*EXERCISE*.
Please reproduce the records starting at the line containing "Note: for every instance of the blue" and ending with the last of the records, swapping "marker" for "pin" and leaving all else unchanged.
++++ ENTRIES PROVIDED
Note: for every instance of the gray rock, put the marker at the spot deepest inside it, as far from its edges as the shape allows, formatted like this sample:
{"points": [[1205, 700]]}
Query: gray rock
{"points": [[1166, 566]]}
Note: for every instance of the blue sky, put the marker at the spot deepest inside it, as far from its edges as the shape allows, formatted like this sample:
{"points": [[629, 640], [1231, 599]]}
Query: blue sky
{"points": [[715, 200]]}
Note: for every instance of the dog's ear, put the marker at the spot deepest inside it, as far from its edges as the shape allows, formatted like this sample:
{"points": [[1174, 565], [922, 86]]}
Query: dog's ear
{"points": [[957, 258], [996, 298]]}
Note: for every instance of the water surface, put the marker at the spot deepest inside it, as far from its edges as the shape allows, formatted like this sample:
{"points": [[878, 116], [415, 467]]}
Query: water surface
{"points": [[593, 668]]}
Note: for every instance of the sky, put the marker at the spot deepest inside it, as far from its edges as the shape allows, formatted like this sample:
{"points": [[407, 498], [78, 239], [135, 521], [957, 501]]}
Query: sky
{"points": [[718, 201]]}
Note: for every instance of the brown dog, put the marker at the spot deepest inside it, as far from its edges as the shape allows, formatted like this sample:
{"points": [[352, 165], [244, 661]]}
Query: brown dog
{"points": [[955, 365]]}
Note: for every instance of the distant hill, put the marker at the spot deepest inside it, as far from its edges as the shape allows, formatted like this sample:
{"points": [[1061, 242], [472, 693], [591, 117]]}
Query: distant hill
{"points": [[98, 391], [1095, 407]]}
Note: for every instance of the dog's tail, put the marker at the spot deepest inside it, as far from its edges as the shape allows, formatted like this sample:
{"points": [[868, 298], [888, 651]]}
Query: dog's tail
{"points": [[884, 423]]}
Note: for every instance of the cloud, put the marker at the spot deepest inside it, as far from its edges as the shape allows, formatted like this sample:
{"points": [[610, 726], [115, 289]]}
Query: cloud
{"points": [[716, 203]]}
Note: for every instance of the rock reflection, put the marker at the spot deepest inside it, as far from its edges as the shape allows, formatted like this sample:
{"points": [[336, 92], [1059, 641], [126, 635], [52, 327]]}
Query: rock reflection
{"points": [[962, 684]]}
++++++++
*ANSWER FOR THIS EXERCISE*.
Note: for every instance of the blue sky, put the pin at the spot deepest inside it, as far from its edges as the shape allows, formatted like this sample:
{"points": [[629, 640], [1231, 599]]}
Query: blue sky
{"points": [[715, 200]]}
Note: for every instance of the dog's ear, put the pin at the spot deepest inside it, as far from its edges as the shape allows, formatted like this sample:
{"points": [[1174, 565], [922, 86]]}
Query: dog's ear
{"points": [[957, 258], [996, 298]]}
Note: for every instance of the water surface, put the pin at the spot deepest inside it, as far from its edges as the shape allows, formatted like this sample:
{"points": [[878, 116], [415, 467]]}
Query: water surface
{"points": [[593, 668]]}
Note: for every instance of the sky, put the pin at the spot deepest inside it, as far from its edges as the shape allows, formatted like this sample:
{"points": [[407, 498], [78, 239], [135, 521], [957, 501]]}
Query: sky
{"points": [[718, 201]]}
Note: for every instance of the brown dog, put the pin at the spot deepest inside it, as far from its edges as the shape allows, formatted like this sample:
{"points": [[352, 165], [244, 661]]}
Query: brown dog
{"points": [[955, 365]]}
Note: for every instance of the distant hill, put the pin at the spot deepest inside it, as far from its edges as the shape allows, formatted like this sample:
{"points": [[1061, 242], [472, 693], [591, 117]]}
Query: distant hill
{"points": [[98, 391], [1095, 407]]}
Note: for every instance of the dog's tail, put the pin at the spot deepest inside it, as far from its edges as the shape allows, formatted like this sample:
{"points": [[868, 298], [888, 651]]}
Query: dog's tail
{"points": [[884, 423]]}
Note: for every instance of the cloud, put the pin at the spot deepest inside it, as far from its edges as the shape allows, formatted like this sample:
{"points": [[610, 726], [115, 289]]}
Query: cloud
{"points": [[716, 203]]}
Note: for every instance of the rock reflection, put the pin at the spot deepest inside it, as far from its edges as the shape allows, formatted like this sample:
{"points": [[336, 92], [1059, 641], [126, 635], [52, 327]]}
Query: rock reflection
{"points": [[962, 684]]}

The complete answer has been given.